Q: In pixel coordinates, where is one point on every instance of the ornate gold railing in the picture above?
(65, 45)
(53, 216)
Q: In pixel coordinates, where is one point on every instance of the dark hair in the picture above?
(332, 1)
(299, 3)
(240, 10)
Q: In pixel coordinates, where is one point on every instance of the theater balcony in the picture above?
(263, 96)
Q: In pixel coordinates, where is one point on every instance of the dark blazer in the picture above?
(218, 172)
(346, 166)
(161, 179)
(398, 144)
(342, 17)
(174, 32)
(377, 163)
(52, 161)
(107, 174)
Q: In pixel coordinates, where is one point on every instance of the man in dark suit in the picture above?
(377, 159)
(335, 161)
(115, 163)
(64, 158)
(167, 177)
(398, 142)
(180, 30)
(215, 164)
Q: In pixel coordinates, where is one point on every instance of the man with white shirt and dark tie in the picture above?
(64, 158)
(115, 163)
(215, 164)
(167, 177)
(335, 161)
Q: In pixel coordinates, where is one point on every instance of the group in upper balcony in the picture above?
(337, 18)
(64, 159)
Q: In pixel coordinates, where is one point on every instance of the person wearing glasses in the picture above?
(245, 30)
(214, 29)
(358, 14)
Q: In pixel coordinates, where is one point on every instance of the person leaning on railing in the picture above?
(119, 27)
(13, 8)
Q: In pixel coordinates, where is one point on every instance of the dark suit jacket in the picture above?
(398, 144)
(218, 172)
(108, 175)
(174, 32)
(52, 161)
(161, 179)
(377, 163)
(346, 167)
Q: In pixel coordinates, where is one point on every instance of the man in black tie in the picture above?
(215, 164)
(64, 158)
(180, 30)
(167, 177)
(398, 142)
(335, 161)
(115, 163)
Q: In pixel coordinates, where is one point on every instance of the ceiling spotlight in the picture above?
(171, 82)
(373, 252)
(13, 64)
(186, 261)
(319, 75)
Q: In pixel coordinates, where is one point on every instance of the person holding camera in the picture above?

BRIEF:
Repeat all of the records above word for word, keeping their original order.

COMPLETED TASK:
Q: In pixel coordinates, where is one point on every instance of the ornate gold railing in the picture above?
(65, 45)
(53, 216)
Q: In pixel coordinates, where is one point on every instance of the dark hair in the picture above?
(332, 1)
(299, 3)
(240, 10)
Q: In pixel coordinates, where is one point on every instance of the theater balcony in the picture above?
(263, 96)
Q: In pixel coordinates, where is one point on every instance of the dark blazer in the picture above?
(218, 172)
(346, 166)
(161, 179)
(398, 144)
(342, 17)
(174, 32)
(377, 163)
(52, 161)
(107, 174)
Q: In pixel coordinates, where is one point on every instance of the man in dark suit in the picture above?
(377, 159)
(335, 161)
(115, 163)
(64, 158)
(167, 177)
(398, 142)
(180, 30)
(215, 164)
Q: In pixel coordinates, where is one point on every instance of the man with white shirt and dark tie in the picture above?
(64, 158)
(115, 163)
(215, 164)
(167, 177)
(335, 161)
Q: In pixel coordinates, where is one point on every instance of the group in upper balcony in the picture above?
(337, 18)
(64, 159)
Q: In pixel coordinates, where is one point on every instance of the person wearing glasses in the picture above?
(245, 30)
(214, 29)
(358, 14)
Q: In pixel coordinates, where is one point on every instance of the person leaning on railing in the picture above?
(119, 27)
(13, 8)
Q: In pixel coordinates, where is one point on every instance of the dark suit jacket in the picture above?
(398, 144)
(218, 172)
(108, 175)
(174, 32)
(52, 161)
(161, 179)
(377, 163)
(346, 167)
Q: In pixel coordinates, where is one point on every instance of the man in black tie in the picture above?
(215, 164)
(64, 158)
(180, 30)
(167, 177)
(398, 142)
(335, 161)
(115, 163)
Q: In pixel coordinates, where is one point on every instance of the ceiling spotlight in the picture above?
(171, 82)
(373, 252)
(13, 64)
(186, 261)
(319, 75)
Q: In pixel coordinates, where is one point on every instance of the person holding camera in the picture above?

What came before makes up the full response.